- _Source extract_
- - - -
Career highlights and awards
- Second-team All-Big Ten (1994);

= Tony Pittman =

American football player (born 1971)

Charles Anthony Pittman (born August 5, 1971) is an American former college football player. He was a second-team All-Big Ten cornerback at Penn State after graduating from Phillips Academy in 1990. Pittman grew up in Erie, Pennsylvania and also attended McDowell High School, where he would have been in the 1989 graduation class had he not transferred to Phillips Academy.

==Collegiate career==
Recruited out of Phillips Academy in Andover, Massachusetts, Pittman was a member of Joe Paterno's 1990 recruiting class. Pittman led the Nittany Lions in interceptions in 1993 with five and started all twelve games at cornerback for the undefeated Rose Bowl championship team in 1994.

Pittman was the 1993 recipient of the Jim O'Hora Award. Each year, the award is presented to a defensive Penn State Nittany Lions football player for "exemplary conduct, loyalty, interest, attitude, and improvement" during spring practice each year.
- - - -
- _Information_
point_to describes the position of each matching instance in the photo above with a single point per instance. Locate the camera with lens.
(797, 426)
- - - -
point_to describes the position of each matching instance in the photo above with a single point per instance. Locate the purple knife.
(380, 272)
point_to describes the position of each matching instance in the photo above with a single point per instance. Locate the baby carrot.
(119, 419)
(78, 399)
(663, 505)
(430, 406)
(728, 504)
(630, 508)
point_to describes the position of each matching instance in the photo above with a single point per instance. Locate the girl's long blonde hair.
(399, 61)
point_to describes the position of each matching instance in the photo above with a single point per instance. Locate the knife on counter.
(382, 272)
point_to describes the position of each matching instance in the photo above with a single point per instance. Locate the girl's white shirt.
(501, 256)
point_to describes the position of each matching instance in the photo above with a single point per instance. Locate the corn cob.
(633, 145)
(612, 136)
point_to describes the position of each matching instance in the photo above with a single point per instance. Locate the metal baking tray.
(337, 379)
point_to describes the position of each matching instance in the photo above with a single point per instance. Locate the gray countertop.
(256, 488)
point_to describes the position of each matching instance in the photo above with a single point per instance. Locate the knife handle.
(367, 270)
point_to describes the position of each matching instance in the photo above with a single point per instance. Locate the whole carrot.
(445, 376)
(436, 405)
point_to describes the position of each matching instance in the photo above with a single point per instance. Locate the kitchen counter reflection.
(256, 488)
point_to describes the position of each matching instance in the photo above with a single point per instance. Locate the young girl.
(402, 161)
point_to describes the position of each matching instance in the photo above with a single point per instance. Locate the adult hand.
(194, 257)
- - - -
- _Your task_
In the text on Tony Pittman, how many interceptions did he have in 1993?

- _Your solution_
Five, which led the Nittany Lions that year.